◆ Prompt ◆
Wherever "case" appears in a line of the records below, count that line, and report only the number.

◆ Spatial localization data ◆
● ● ● ● ●

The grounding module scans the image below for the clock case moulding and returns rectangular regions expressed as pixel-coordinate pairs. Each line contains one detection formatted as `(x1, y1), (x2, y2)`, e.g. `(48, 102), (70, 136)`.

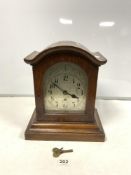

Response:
(24, 41), (107, 142)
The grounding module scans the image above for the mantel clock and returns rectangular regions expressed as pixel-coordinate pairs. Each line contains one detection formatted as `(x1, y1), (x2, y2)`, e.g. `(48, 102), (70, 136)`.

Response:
(24, 41), (107, 141)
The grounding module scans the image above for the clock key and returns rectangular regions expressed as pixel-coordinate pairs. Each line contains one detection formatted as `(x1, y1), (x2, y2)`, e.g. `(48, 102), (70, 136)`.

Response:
(61, 148), (73, 154)
(52, 147), (73, 158)
(52, 147), (63, 157)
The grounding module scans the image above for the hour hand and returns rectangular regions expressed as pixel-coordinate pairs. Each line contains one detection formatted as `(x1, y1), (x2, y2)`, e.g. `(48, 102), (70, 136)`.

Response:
(63, 91), (79, 99)
(52, 82), (79, 99)
(71, 94), (79, 99)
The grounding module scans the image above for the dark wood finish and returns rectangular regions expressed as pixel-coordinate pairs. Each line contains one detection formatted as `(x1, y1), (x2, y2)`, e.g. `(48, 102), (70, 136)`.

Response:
(24, 41), (107, 66)
(25, 108), (105, 142)
(24, 41), (107, 142)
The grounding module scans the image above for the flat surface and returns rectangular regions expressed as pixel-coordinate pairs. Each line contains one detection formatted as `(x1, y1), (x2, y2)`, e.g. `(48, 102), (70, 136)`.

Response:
(0, 97), (131, 175)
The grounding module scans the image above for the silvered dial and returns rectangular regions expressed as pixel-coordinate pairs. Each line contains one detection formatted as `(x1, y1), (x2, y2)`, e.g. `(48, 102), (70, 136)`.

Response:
(44, 62), (88, 113)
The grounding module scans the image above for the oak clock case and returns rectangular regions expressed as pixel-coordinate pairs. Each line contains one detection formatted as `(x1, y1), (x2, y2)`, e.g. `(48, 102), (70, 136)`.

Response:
(24, 41), (107, 142)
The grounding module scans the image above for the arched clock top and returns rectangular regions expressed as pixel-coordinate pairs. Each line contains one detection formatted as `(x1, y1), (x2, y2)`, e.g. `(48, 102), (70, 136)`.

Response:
(24, 41), (107, 66)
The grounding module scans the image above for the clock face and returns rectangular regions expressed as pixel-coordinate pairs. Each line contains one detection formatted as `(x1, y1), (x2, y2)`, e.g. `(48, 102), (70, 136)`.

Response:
(44, 62), (88, 113)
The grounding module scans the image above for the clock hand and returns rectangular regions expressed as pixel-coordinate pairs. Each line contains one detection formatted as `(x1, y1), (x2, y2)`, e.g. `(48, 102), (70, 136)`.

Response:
(63, 90), (79, 99)
(52, 82), (79, 99)
(52, 82), (64, 92)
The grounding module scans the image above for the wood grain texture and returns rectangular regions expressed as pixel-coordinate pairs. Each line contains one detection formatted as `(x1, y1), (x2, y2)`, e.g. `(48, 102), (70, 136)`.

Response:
(25, 109), (105, 142)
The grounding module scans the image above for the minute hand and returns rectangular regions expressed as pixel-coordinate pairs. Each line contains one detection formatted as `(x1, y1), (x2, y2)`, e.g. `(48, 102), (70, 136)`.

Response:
(52, 82), (79, 99)
(52, 82), (65, 92)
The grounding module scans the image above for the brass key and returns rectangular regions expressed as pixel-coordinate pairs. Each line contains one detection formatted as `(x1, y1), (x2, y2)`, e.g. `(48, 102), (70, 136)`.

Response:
(52, 147), (73, 158)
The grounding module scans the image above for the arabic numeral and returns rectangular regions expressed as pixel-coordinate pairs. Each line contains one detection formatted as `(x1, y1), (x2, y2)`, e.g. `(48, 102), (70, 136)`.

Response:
(77, 83), (80, 89)
(54, 78), (58, 83)
(50, 84), (55, 89)
(63, 75), (68, 81)
(55, 101), (58, 107)
(72, 102), (75, 107)
(48, 90), (52, 94)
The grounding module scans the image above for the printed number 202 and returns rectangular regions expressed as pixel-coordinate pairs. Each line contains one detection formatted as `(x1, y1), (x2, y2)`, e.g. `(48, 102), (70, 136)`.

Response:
(59, 160), (68, 164)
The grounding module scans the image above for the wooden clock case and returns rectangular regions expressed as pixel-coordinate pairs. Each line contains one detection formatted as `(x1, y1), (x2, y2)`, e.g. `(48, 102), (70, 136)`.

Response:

● ● ● ● ●

◆ Expected answer ◆
3